When the government announced that free school meals would not be extended during half-term in England, the decision risked many children across Merseyside going hungry. In what had already been an incredibly difficult year for families because of COVID-19, concerns grew as the second lockdown edged closer and Marcus Rashford campaigned desperately for government support.
In February 2020, ONS Statistics revealed that child poverty in the UK affects more than 4 million children – a terrifying thought — and the issue has grown this year with the effects of the COVID-19 pandemic. However, several cafes, restaurants and other parts of the hospitality sector across Merseyside felt the need to support children during half term, offering free packed lunches and free meals.
Aubergine Café, of West Kirby, offered just over 500 free meals during half term and dropped off batches of food to select charities in the local community. In light of the government’s decision, Andrew Mahon, Owner of Aubergine Café, said: “We struggle to understand how one of the world’s richest and most developed countries can even contemplate letting disadvantaged children go hungry during a national health emergency.”
He continued: “I want to be fair to the government by saying that nobody can envy them having to see a country through a pandemic, but their response has been bordering on abhorrent. They appear totally tone deaf, they give the distinct impression that they intentionally want to misunderstand poverty, and the causes of poverty.”
Due to COVID-19, lockdown and more recently Tier 3 restrictions in Merseyside, the hospitality sector has seen revenues plummeting and redundancies growing whilst attempting to rebuild after almost five months closed during lockdown. According to UKHospitality, 500,000 jobs have been lost in the industry because of the pandemic so far. The fact that this industry has reached out to help child poverty is an incredible gesture.
Samantha Mannings, Owner of The Willow Tree, Liscard, took over the café on the 4th of March this year, only to close two weeks later when lockdown began. The café, which was unable to take part in the Eat Out To Help Out Scheme in July due to not having an itemised till, supplied over 300 meals this half term. The café supplied free meals to local schools and community centres including The Hive in Birkenhead, a purpose-built facility for young people aged 8-19, and up to 25 for those with disabilities.
Mrs Mannings said: “I think the government’s decision is absolutely disgusting, how can they get a pay rise? We are making packed lunches for around £1.50 each, yet they aren’t able to help. How can people living that comfortably not help? The severity of the problem has hit me hard but I will work all day everyday if needed.”
+++
◆ **Activity**
Rewrite the article on free school meals in Merseyside, starting with "In February 2020, ONS" and going on through "and free meals.", with "terrifying" replaced by "sobering".

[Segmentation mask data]
+++
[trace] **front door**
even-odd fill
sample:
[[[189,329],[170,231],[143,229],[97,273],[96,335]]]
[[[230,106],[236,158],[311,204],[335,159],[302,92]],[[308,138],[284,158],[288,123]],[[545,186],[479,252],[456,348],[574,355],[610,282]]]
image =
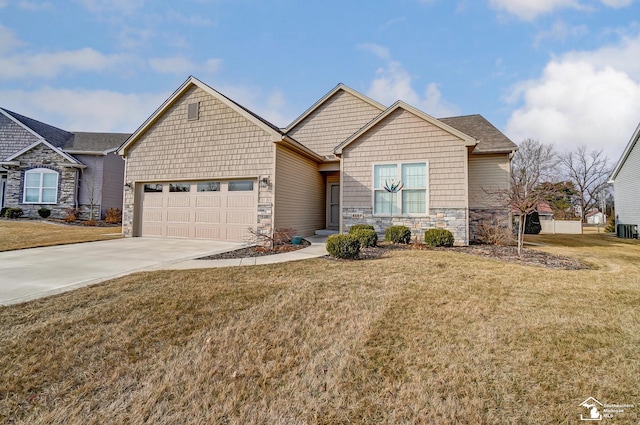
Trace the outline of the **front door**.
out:
[[[0,208],[4,207],[4,191],[7,187],[7,175],[0,176]]]
[[[338,229],[340,227],[340,183],[329,183],[328,211],[327,227]]]

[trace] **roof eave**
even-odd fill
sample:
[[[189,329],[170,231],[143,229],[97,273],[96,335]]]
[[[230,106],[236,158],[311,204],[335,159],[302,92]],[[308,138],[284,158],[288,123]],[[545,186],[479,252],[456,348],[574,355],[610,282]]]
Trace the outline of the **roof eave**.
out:
[[[624,152],[622,152],[622,156],[620,156],[620,159],[618,160],[618,163],[613,169],[613,172],[611,173],[611,177],[609,178],[607,183],[613,183],[616,177],[618,177],[618,173],[620,173],[622,166],[627,161],[627,158],[631,154],[631,151],[633,150],[633,147],[635,146],[635,144],[638,142],[639,138],[640,138],[640,124],[638,124],[638,126],[636,127],[636,130],[633,132],[633,135],[631,136],[631,139],[629,140],[627,147],[624,149]]]

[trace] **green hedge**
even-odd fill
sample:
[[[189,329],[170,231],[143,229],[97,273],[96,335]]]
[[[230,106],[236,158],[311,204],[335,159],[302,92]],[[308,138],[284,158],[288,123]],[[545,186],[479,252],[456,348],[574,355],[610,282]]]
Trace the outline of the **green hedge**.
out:
[[[20,218],[23,214],[22,208],[7,208],[4,216],[7,218]]]
[[[436,246],[453,246],[453,234],[447,229],[429,229],[424,232],[424,243]]]
[[[360,240],[355,235],[331,235],[326,246],[329,255],[336,258],[355,259],[360,254]]]
[[[361,248],[369,248],[378,244],[378,234],[373,229],[356,229],[351,228],[349,234],[358,238]]]
[[[358,230],[376,230],[371,224],[354,224],[349,228],[349,233],[353,234],[353,232]]]
[[[384,231],[384,240],[393,243],[411,242],[411,230],[407,226],[391,226]]]

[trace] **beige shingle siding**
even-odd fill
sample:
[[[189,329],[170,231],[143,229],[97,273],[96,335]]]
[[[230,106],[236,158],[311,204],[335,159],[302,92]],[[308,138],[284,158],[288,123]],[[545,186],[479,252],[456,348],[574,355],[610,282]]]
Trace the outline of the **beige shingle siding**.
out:
[[[200,117],[187,119],[190,103]],[[192,87],[127,153],[127,181],[197,180],[269,175],[273,140],[203,90]]]
[[[497,191],[509,187],[509,156],[469,156],[469,207],[503,207]]]
[[[340,90],[288,135],[320,155],[331,155],[336,146],[379,114],[378,108]]]
[[[343,151],[344,207],[372,204],[372,164],[426,160],[429,208],[466,208],[467,149],[456,136],[399,109]]]
[[[289,227],[301,236],[324,228],[324,179],[318,165],[277,146],[275,228]]]

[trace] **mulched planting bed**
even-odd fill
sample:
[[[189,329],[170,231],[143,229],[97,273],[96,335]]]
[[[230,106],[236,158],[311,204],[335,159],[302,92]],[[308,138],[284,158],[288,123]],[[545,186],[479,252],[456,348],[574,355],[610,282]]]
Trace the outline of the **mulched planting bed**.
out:
[[[260,246],[248,246],[246,248],[236,249],[235,251],[223,252],[220,254],[208,255],[198,258],[198,260],[230,260],[236,258],[263,257],[265,255],[282,254],[285,252],[297,251],[311,245],[311,242],[303,239],[298,245],[283,244],[278,245],[274,249],[265,249]]]
[[[266,255],[281,254],[283,252],[291,252],[298,249],[306,248],[311,245],[308,241],[302,240],[300,245],[284,244],[269,250],[259,246],[249,246],[246,248],[237,249],[235,251],[223,252],[221,254],[209,255],[207,257],[199,258],[199,260],[221,260],[221,259],[236,259],[247,257],[262,257]],[[451,248],[430,248],[426,245],[402,245],[391,244],[388,242],[379,242],[378,246],[374,248],[362,248],[360,250],[360,256],[357,260],[342,260],[331,257],[329,255],[324,258],[331,261],[359,261],[359,260],[371,260],[380,258],[386,253],[394,250],[407,250],[407,249],[419,249],[419,250],[433,250],[433,251],[453,251],[460,252],[462,254],[477,255],[480,257],[493,258],[500,261],[507,261],[510,263],[541,266],[550,269],[560,270],[587,270],[589,266],[581,263],[580,261],[562,257],[559,255],[549,254],[542,251],[533,249],[522,249],[522,255],[518,255],[518,250],[515,246],[497,246],[497,245],[469,245],[469,246],[456,246]]]

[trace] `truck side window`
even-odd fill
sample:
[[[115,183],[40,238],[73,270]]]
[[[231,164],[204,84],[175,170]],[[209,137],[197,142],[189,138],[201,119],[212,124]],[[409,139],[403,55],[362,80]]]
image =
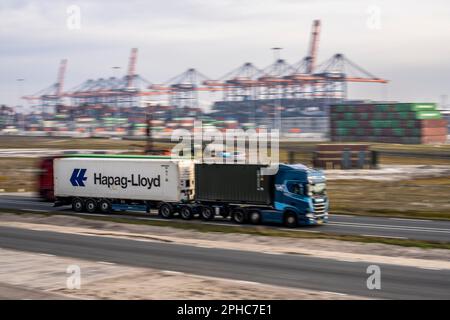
+++
◆ **Answer section**
In February 2020, ONS Statistics revealed that child poverty in the UK affects more than 4 million children – a sobering thought — and the issue has grown this year with the effects of the COVID-19 pandemic. However, several cafes, restaurants and other parts of the hospitality sector across Merseyside felt the need to support children during half term, offering free packed lunches and free meals.